● Parts of the exercise
1) From the article on overprotective parenting, extract the passage that starts at "By in Parenting" and ends at "tale after all.".
2) In the article on overprotective parenting, what may an overprotected child never learn?

● Selected extract

Should You Be An Overprotective Parent?

By in Parenting on 22 May 2009

Our nurturing and protective instinct kicks into overdrive after our child is born. From a child’s first step to his first attempt to ride a bicycle, we have rightfully secured a spot close by. More than just witnessing a child’s milestones, parents hover just to make sure that bruised and scraped knees can be avoided. Of course, parents would never dare take risks especially when it involves a child’s safety.

As much as we want to shield our kids from the harsh realities of this life, it is practically impossible to protect them from it all. At some point, a child will definitely experience feelings of fear, rejection, failure, disappointment, pain, and other negative emotions, which can greatly affect their perception of the world in general. As kids grow older, they get to realize that life is really no fairy tale after all.

If a child is hurt, it is only normal for us to feel the pain tenfold. When they are heartbroken, our hearts also shatter to a million pieces. It can be easy to give in to these overwhelming emotions when you also experience firsthand the things that your kids are going through. When you witness your child being picked on at a play area, do you instinctively come to his rescue and fight his battle for him? When you learn that your child is not treated well by other kids in his school, do you immediately approach his teacher to settle the issue?

Many parents are guilty of being too overprotective to their kids. Instead of waiting out to allow the child to fight his own battles, many parents immediately react in haste to protect a child. There is absolutely nothing wrong with our intention to protect our kids, but when we do this to a fault, we are already depriving our kids of learning essential life skills.

Although we only want the best for our kids, our efforts in preparing them for the future may be futile if we don’t give them the chance to do things by themselves. An overprotected child may not have the opportunity to improve his coping skills, and he may never learn how to pick up the pieces and start again after experiencing failure. Life is a two-way street, there are times that you reap the rewards of your labor through success, but there are also times that your efforts will not be fruitful despite your hard work.

● Given information

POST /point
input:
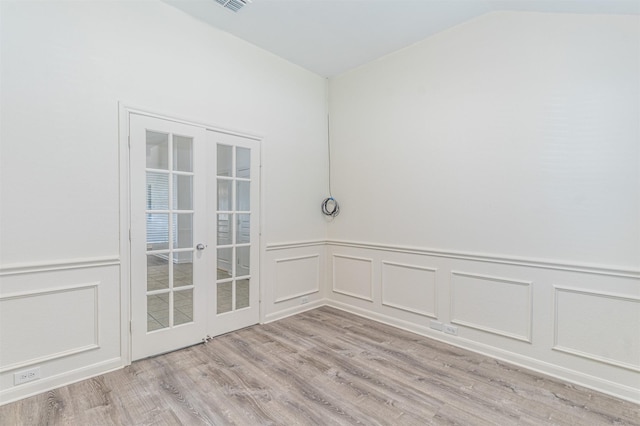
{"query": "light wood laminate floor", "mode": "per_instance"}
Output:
(322, 367)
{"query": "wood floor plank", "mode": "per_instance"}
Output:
(321, 367)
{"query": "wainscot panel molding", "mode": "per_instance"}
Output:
(297, 276)
(501, 306)
(295, 244)
(61, 318)
(48, 314)
(293, 278)
(410, 288)
(353, 276)
(29, 268)
(586, 331)
(600, 326)
(499, 259)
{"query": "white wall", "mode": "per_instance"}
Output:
(513, 134)
(489, 178)
(65, 66)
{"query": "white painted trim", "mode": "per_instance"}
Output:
(285, 313)
(177, 119)
(526, 338)
(68, 352)
(62, 265)
(63, 379)
(295, 296)
(125, 232)
(305, 293)
(501, 259)
(581, 354)
(346, 293)
(434, 314)
(601, 385)
(295, 244)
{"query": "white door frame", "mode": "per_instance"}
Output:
(124, 112)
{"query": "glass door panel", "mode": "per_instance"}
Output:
(234, 242)
(166, 298)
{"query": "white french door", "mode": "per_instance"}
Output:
(194, 234)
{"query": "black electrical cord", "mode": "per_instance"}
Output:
(330, 206)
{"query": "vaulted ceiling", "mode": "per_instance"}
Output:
(329, 37)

● Answers per task
1)
By in Parenting on 22 May 2009

Our nurturing and protective instinct kicks into overdrive after our child is born. From a child’s first step to his first attempt to ride a bicycle, we have rightfully secured a spot close by. More than just witnessing a child’s milestones, parents hover just to make sure that bruised and scraped knees can be avoided. Of course, parents would never dare take risks especially when it involves a child’s safety.

As much as we want to shield our kids from the harsh realities of this life, it is practically impossible to protect them from it all. At some point, a child will definitely experience feelings of fear, rejection, failure, disappointment, pain, and other negative emotions, which can greatly affect their perception of the world in general. As kids grow older, they get to realize that life is really no fairy tale after all.

2) An overprotected child may never learn how to pick up the pieces and start again after experiencing failure.